- **TESTO FORNITO**:
====

In questa terra che trasuda lacrime, Campari e Peroni, ci sono storie antiche, tradizioni secolari fatte di risate, compari e santi patroni. In Irpinia, le diverse foglie trasportate dal vento segnano il lento perpetuarsi di un tempo mai domo e mai diverso. In questo verde e calmo mare, il mese di agosto segnava, in concomitanza con la raccolta dei cereali, la fine delle fatiche.
Come da tradizione pagana, e fortemente meridionale, le primizie del raccolto venivano offerte agli dei e poi al Santo, da qui i tradizionali obelischi in paglia comuni in quasi tutta irpinia, con i “Carri” di Fontanarosa e Mirabella a farne da padroni.
Se la tradizione nolana ha avuto terreno fertile in quasi tutta Irpinia, a Gesualdo il ringraziamento post mietitura fu sempre indirizzato verso un santo. San Vincenzo Ferreri, martire spagnolo, vissuto nel quattordicesimo secolo, capace di ammaliare e proteggere tutte le generazioni gesualdine.
Il culto del Santo, qui da noi, ha una storia così originale da poter essere paragonata alle origini del culto di San Nicola di Myra in Italia, poi divenuto di Bari, Santo patrono di Gesualdo. Quest’ ultimo ha l’ onere di essere il nostro santo patrono, l’onore però, è tutto nell’indice alto del Taumaturgo san Vincenzo.

====

- **DATI ESTRATTI**:
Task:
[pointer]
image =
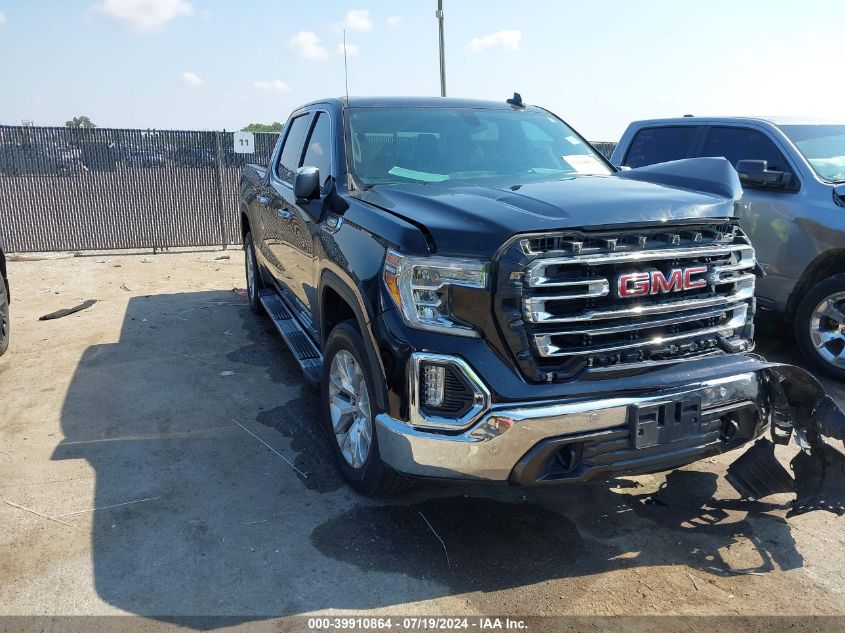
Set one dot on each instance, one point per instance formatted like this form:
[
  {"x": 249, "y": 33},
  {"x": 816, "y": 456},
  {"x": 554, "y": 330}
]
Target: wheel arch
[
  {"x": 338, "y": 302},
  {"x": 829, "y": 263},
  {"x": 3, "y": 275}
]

====

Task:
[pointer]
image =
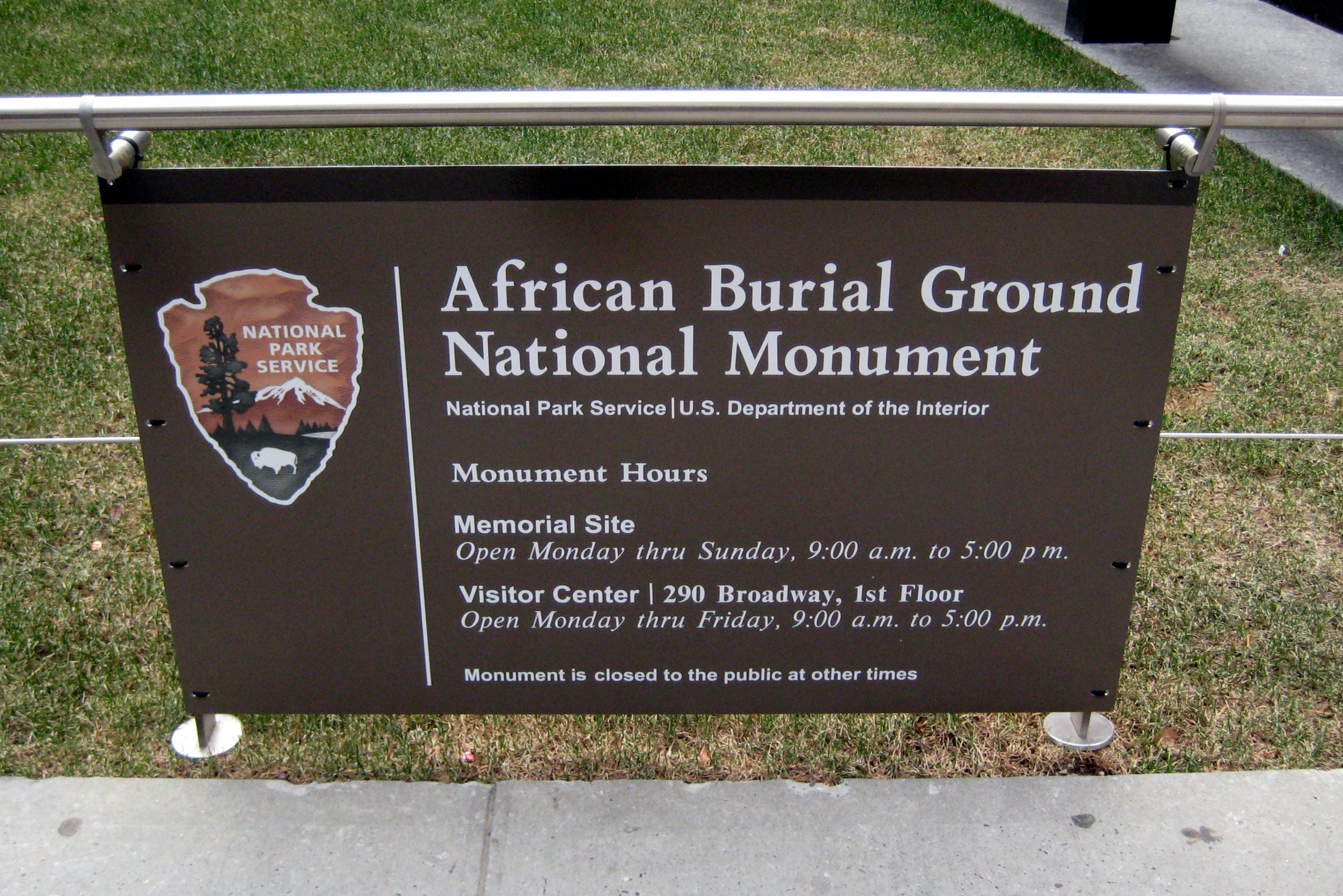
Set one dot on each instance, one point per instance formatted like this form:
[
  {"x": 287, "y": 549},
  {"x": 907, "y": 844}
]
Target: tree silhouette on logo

====

- **DESCRIZIONE ESERCIZIO**:
Per favore, trascrivi alla lettera il brano del testo fornito compreso tra "Il culto del" e "Taumaturgo san Vincenzo.".

- **RISULTATO QUI SOTTO**:
Il culto del Santo, qui da noi, ha una storia così originale da poter essere paragonata alle origini del culto di San Nicola di Myra in Italia, poi divenuto di Bari, Santo patrono di Gesualdo. Quest’ ultimo ha l’ onere di essere il nostro santo patrono, l’onore però, è tutto nell’indice alto del Taumaturgo san Vincenzo.